▶ _THE TASK_
Reproduce the material below verbatim, from its first line to its last, and leave out the pictures.
>> Start RECORDS TO PROCESS
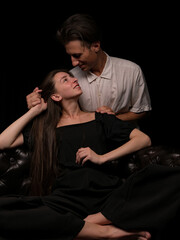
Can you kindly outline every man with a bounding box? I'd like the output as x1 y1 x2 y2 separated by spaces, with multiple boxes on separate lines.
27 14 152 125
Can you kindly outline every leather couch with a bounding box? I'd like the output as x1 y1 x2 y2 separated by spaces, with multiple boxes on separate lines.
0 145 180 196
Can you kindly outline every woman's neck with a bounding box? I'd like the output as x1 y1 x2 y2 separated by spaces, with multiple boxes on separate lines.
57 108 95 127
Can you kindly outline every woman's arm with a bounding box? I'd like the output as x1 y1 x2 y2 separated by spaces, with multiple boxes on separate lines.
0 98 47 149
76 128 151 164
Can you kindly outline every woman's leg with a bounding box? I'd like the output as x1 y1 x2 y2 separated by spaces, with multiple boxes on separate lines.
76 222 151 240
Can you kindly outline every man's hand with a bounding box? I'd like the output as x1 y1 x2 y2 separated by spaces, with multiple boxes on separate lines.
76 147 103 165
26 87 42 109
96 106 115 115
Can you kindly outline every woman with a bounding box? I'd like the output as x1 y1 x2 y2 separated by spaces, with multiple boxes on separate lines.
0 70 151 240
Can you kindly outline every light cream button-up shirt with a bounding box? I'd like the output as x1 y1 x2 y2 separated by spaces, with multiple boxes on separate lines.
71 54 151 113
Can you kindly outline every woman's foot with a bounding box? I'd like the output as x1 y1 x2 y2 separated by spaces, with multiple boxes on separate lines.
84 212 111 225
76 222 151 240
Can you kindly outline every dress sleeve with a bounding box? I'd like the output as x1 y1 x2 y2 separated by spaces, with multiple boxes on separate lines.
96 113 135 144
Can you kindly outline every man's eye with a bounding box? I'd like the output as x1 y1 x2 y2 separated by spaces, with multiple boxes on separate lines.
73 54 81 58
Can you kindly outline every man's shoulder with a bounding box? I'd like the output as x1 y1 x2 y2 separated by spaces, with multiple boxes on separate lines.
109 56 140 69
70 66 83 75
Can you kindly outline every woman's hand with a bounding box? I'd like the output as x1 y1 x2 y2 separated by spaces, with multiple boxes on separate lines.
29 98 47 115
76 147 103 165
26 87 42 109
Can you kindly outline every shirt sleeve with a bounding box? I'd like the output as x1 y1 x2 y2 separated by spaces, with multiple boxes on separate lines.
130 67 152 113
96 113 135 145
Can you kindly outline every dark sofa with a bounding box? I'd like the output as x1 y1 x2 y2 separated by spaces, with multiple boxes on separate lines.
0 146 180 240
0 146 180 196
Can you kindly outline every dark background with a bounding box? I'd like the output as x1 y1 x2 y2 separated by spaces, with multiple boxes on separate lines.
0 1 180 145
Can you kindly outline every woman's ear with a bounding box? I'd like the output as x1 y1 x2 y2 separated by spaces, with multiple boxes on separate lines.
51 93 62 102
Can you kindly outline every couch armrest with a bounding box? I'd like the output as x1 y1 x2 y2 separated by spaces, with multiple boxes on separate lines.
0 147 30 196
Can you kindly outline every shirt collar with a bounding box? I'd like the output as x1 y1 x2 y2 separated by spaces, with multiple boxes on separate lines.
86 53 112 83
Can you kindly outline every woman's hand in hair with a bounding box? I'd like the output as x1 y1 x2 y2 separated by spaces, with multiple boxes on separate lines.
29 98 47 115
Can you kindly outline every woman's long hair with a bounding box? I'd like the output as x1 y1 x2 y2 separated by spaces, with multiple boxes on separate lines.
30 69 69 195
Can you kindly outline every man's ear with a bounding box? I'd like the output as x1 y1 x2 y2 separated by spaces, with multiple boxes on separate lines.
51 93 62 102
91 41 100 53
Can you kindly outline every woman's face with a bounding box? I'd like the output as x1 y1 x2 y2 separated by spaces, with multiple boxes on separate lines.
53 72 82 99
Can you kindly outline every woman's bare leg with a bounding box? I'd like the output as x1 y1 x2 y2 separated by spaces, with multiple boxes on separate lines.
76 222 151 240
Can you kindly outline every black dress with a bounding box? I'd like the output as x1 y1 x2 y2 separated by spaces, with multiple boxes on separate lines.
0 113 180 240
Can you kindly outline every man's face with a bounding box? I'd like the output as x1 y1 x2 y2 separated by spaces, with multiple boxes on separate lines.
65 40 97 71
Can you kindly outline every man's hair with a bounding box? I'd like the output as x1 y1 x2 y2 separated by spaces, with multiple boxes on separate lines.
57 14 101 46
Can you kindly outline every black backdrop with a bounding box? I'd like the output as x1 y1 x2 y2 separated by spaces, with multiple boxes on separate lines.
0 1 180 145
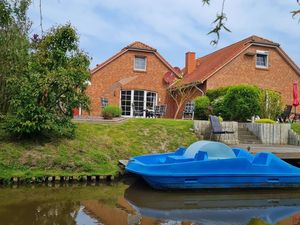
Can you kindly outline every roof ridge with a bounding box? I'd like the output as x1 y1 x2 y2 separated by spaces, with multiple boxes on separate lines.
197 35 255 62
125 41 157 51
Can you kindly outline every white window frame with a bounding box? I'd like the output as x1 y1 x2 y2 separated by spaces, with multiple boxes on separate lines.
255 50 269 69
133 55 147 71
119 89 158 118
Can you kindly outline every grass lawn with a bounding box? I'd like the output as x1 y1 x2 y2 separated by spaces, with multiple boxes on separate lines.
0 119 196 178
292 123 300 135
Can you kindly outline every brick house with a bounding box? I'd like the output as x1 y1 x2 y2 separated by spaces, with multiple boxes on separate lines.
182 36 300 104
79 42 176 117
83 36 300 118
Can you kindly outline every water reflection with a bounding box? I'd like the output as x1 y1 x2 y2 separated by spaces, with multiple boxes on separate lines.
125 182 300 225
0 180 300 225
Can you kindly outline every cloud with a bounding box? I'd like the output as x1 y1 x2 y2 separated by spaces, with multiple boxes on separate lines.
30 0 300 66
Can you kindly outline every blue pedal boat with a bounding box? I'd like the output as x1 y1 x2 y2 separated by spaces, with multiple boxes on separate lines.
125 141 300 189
>> End RECORDS TO PROCESS
▶ _ANSWER TO THIS PROBLEM_
Can you kindly outline every man with a bounding box? I'd like the output as x1 y1 x2 y2 separated by spaces, with multiple boxes on separate lines.
27 14 152 125
Can you kindly outline every leather couch with a bounding box? I'd like the output as x1 y1 x2 y2 separated by spaces, with multiple boxes on separate lines.
0 145 180 196
Can you kindly outline every woman's neck with a bounding box? I'd like the output as x1 y1 x2 y2 separated by spaces, with multiple boxes on separate lines.
57 108 95 127
Can you kindly outline every woman's arm with a bounding box? I'd like the output as x1 y1 x2 y2 separated by spaces, with multiple boxes on separate lines.
0 98 47 149
76 128 151 164
Can you kindly outline every woman's leg with a bounding box? I'd like the output as x1 y1 x2 y2 separated by spaces, with multiple boxes on separate lines.
76 222 151 240
Can you kindly outline every man's hand with a bounding box? I'd like the output as x1 y1 x2 y2 separated by spaces, with multiple boxes on separate lines.
76 147 103 165
26 87 42 109
96 106 115 115
Can you kindly outline every woman with a bounding box? I'd like the output as x1 y1 x2 y2 separated by spaces, with multiple boxes on separate lines.
0 70 151 240
Can you kindly outline every light cream button-up shirt with a bounding box? I'd like the output as x1 y1 x2 y2 separated by spaces, with multiple boxes on separate lines.
71 54 151 113
Can you kindly outline every woman's foot with a bounding box? I'd like the output as x1 y1 x2 y2 separated by spaces, with multiple boxes on separate lines.
84 212 111 225
76 222 151 240
Can you kindly outline every dress sleeve with a bounding box? I'd like the output as x1 y1 x2 y2 separated by spaces, with multiple boxes on separate lines.
96 113 135 144
Can you kindly outline every man's eye with a bounding box? I'd like the output as x1 y1 x2 y2 separated by spaces, with multiple boxes on separate lines.
73 54 81 58
Can you kindly outline every man's shoulder with a bounding box? I'd like the output as x1 y1 x2 y2 separated by spaces, with multiple boxes on separate lines.
109 56 140 69
70 66 83 75
Can you kindly outline every woman's hand with a bounding box? I'd like the output as x1 y1 x2 y2 separated by spaces, with multiple boxes on separate lines.
29 98 47 115
76 147 103 165
26 87 42 109
Can you kindly outline every shirt sleeve with a bounding box? I'd like the output as x1 y1 x2 y2 separated by spaces, with multiple boxes on separate lines.
130 67 152 113
96 113 135 145
Can you kindly outline every dark sofa with a bounding box? I'd like the output as x1 y1 x2 y2 separated by spaces, with multiple boxes on separate lines.
0 146 180 240
0 146 180 196
Can you kindly outline every dark background with a bounding box? I'd like the output as x1 y1 x2 y2 separated by spaces, with multiple boxes on separate lines.
0 1 180 145
Can you kindly outline every woman's ear with a bounding box? I'd like the output as x1 y1 x2 y2 separated by spaces, with multiple boxes on separate lines.
51 93 62 102
Can you kindly outline every couch armrest with a bounding box? I'd like the output as x1 y1 x2 y2 separated by spaces, with multiple boxes on separate lines.
0 147 30 196
Can you kindly outline every shirt collar with a bounding box? I'd like the output as x1 y1 x2 y2 separated by spaces, with multiple boxes on separate lines.
86 53 112 83
Can you kindly outline every woman's hand in hair with a bounding box? I'd like the output as x1 y1 x2 y2 separated by spaces, with multiple boxes on separate lines.
29 98 47 115
Can you kindly outline every woman's long hair with a bounding box? I'd like the output as x1 y1 x2 y2 separated by spaces, with multiple boxes on separate lines.
30 69 69 195
Can you kindly outline every man's ear with a bounding box? I'd like the output as x1 y1 x2 y2 separated by spaces, with multiple boxes on separate lines.
51 93 62 102
91 41 100 53
Can you kindly outline every woman's face with a bounding box? I'd like the output as x1 y1 x2 y2 separated by spaces, with multiple boxes on separate lines.
53 72 82 99
Can you kindly outline every woman's bare leg with a bounding box? I'd like the output as x1 y1 x2 y2 separated by spaces, with multiple boxes on separate lines.
76 222 151 240
Can you kindly outline every black dress with a bounding box? I'd like the output as x1 y1 x2 y2 separated by spaces, with multiple boxes on separate lines.
0 113 180 240
Can you kindly outline every man's face with a bounding box? I'd like the output as x1 y1 x2 y2 separated by spaces, with multiple boxes on separate lines.
65 40 97 71
Can you kindly outline every man's hair with a bounding box? I'd like the output as x1 y1 x2 y2 separated by spaces, with multiple boxes on separate lines.
57 14 101 46
Can you kindly outline every black backdrop with a bounding box? I'd like the output as x1 y1 x2 y2 separated by spaces, with multiple boxes on separate lines.
0 1 180 145
Can you kindly outline every roof ridge with a bounding box? I'd like the output as x1 y1 x2 y2 separated by spaces, with multiple boxes on separate lines.
197 35 255 62
125 41 157 51
Can you kindly outline every white window frame with a bounding box? I'd like the output as x1 y1 x2 y2 separated by spaces, with multiple boxes on separate lines.
255 50 269 69
133 55 147 71
119 89 158 118
Can you kindly outline every grass lawn with a bounding box? I'd like the output as x1 y1 x2 y2 separated by spaces, with multiple boxes on separate lines.
0 119 196 178
292 123 300 135
Can you kindly outline every brick house with a bounding box? I'd like the output as x1 y1 x2 y2 separated by spaces, with multiple boxes on separate lines.
182 36 300 104
79 42 176 117
83 36 300 118
Can you kindly outline every water reflection with a bounding box? I'd like the output as x1 y1 x2 y2 separated by spaces, with multiple boxes on separate lines.
125 182 300 225
0 180 300 225
Can you kindly outline every cloud with a bounding box? I'd like the output as x1 y1 x2 y2 separated by spaces, with multiple boxes on separate lines.
30 0 300 66
Can you kindly outline every blue pedal boat with a bounding box? I'd like the output as x1 y1 x2 y2 separated by spaces, with multiple boxes on separate lines.
125 141 300 189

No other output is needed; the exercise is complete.